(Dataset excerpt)

-- START --

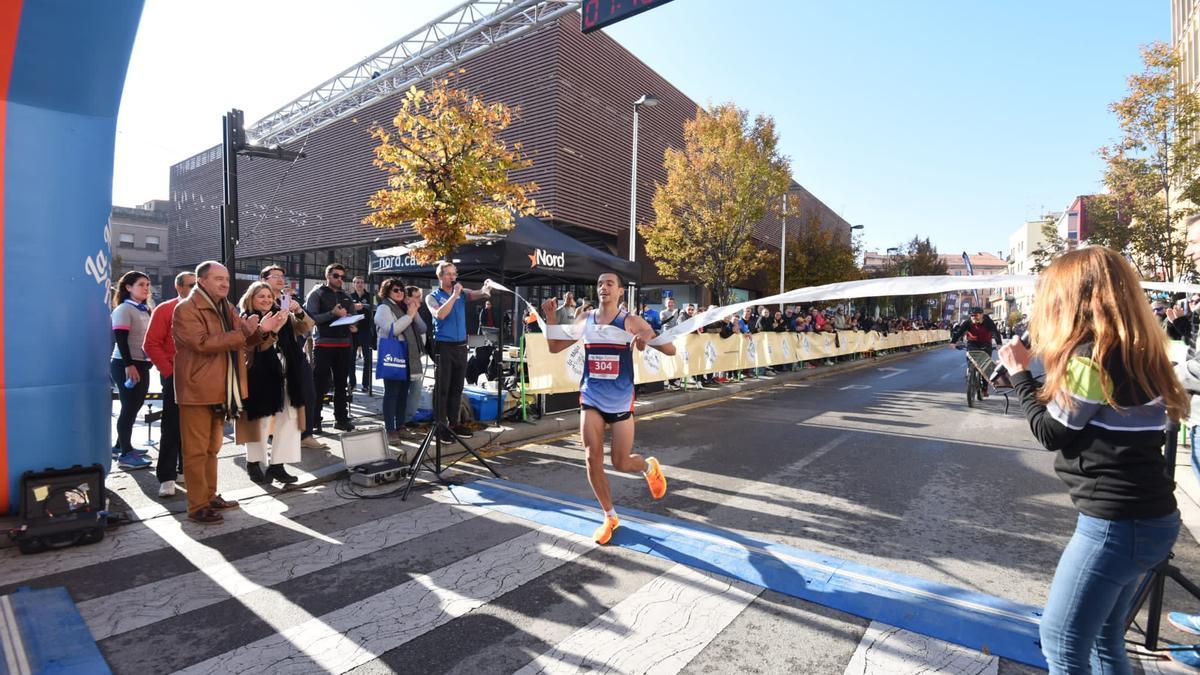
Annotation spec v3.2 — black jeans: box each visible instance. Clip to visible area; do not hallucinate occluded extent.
[108,359,151,455]
[312,346,354,429]
[433,341,467,426]
[154,374,184,483]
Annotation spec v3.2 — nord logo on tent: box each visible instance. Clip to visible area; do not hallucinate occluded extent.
[529,249,566,269]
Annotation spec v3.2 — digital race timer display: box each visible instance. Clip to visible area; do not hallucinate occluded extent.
[580,0,671,32]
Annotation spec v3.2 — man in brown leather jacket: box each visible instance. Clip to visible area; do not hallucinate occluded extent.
[172,261,288,522]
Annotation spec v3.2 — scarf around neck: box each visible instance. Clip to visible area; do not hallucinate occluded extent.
[192,283,241,419]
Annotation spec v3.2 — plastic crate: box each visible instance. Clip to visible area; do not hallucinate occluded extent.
[462,387,504,420]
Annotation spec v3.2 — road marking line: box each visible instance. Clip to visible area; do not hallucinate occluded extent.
[468,479,1038,626]
[4,485,346,584]
[180,526,595,674]
[517,565,762,675]
[845,621,1000,675]
[78,503,486,641]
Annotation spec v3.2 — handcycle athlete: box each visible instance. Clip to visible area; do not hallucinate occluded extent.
[950,307,1004,398]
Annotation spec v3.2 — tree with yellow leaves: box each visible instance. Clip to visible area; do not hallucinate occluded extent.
[362,71,538,263]
[646,103,791,304]
[1097,42,1200,281]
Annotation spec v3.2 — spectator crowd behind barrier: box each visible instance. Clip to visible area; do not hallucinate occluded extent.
[526,317,949,394]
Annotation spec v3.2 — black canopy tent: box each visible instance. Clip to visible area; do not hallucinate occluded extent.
[370,216,641,420]
[370,211,641,286]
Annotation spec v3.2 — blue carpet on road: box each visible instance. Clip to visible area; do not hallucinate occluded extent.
[451,479,1046,668]
[0,586,110,675]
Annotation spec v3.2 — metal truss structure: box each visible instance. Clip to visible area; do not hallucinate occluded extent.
[246,0,580,145]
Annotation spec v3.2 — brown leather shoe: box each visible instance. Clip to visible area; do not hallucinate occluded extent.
[187,508,224,524]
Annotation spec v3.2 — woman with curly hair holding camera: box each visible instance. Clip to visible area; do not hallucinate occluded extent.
[1000,246,1188,675]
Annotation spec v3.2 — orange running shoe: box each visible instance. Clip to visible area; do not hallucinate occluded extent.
[592,515,620,546]
[646,458,667,500]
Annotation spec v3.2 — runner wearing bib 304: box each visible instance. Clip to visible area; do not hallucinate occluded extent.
[542,273,676,544]
[580,310,634,415]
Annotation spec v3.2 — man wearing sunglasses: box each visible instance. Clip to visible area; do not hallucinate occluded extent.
[142,271,196,497]
[304,263,358,431]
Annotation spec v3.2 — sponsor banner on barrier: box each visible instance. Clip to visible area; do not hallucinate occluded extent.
[526,330,950,394]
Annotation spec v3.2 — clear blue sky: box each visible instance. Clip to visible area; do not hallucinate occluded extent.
[608,0,1171,252]
[114,0,1170,253]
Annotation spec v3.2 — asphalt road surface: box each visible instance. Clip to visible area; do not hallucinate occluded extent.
[0,350,1200,674]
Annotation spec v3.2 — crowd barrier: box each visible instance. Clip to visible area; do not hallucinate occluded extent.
[524,330,950,394]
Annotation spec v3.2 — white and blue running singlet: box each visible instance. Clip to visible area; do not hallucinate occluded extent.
[580,310,634,413]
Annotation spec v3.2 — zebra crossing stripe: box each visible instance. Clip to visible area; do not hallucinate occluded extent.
[4,482,346,584]
[78,503,485,640]
[517,565,762,675]
[180,527,595,675]
[451,479,1045,668]
[0,596,30,675]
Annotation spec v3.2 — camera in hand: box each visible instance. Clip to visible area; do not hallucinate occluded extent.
[988,330,1032,383]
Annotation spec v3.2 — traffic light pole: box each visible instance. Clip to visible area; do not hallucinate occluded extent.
[221,108,305,277]
[221,109,245,273]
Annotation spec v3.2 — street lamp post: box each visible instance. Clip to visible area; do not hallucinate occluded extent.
[887,246,900,316]
[846,225,866,312]
[779,192,787,311]
[629,94,659,305]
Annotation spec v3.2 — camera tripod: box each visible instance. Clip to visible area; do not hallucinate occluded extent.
[1126,422,1200,651]
[400,351,502,501]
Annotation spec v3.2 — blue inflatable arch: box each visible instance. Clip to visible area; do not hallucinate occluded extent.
[0,0,143,504]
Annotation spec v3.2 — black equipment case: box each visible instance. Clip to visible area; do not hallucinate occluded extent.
[8,464,108,554]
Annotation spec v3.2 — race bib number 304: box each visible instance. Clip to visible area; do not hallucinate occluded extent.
[588,354,620,380]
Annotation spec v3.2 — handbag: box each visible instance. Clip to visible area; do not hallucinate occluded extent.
[376,328,409,381]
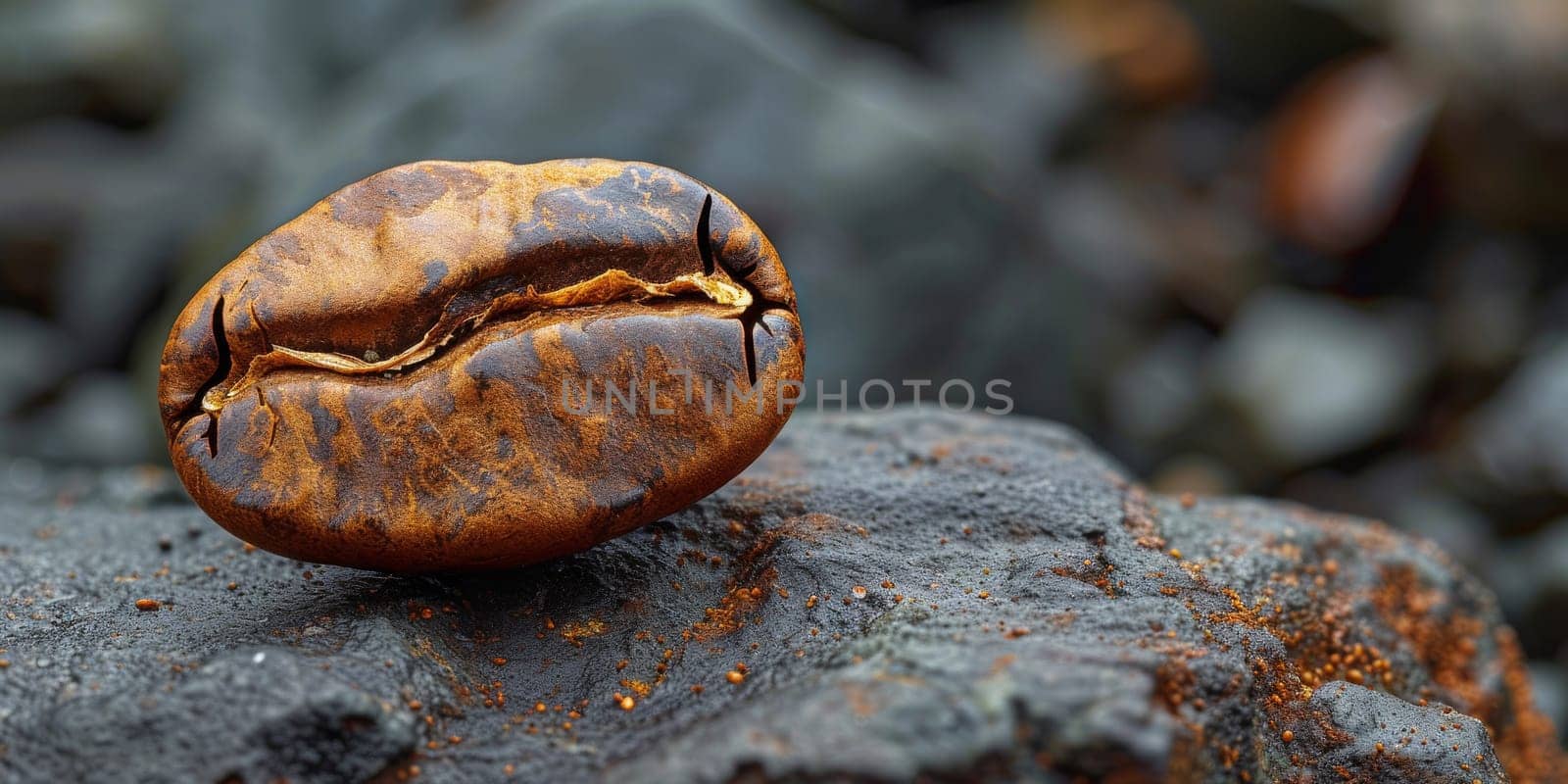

-- END --

*Set problem*
Reproduce the listing from its beginning through the line containing "[172,261,288,522]", keeping every labeling request and shifting each bounding-box coordinate in the answers up by 116. Leave the pictures out of your answer.

*Response for this exercise*
Annotation spec v3.2 — black jeans: box each visible instance. Clip to visible area; do not hallucinate occluded extent.
[224,475,267,571]
[428,462,470,545]
[549,457,583,542]
[270,490,300,599]
Annotation spec v3.2 — nord logo on tent: box each visible instance. Clip to visible area; do not hallucinate occluded extent.
[645,365,682,385]
Annotation spec v3.2 — digital race timer display: box each visible instance. Clip to visible area; do not hallucinate occluded extent.
[696,116,787,148]
Annotation spec v3.2 — man in brown leather jacket: box each visible instance. Clip to visible area; do not hallucinate occluded extent.
[288,377,404,638]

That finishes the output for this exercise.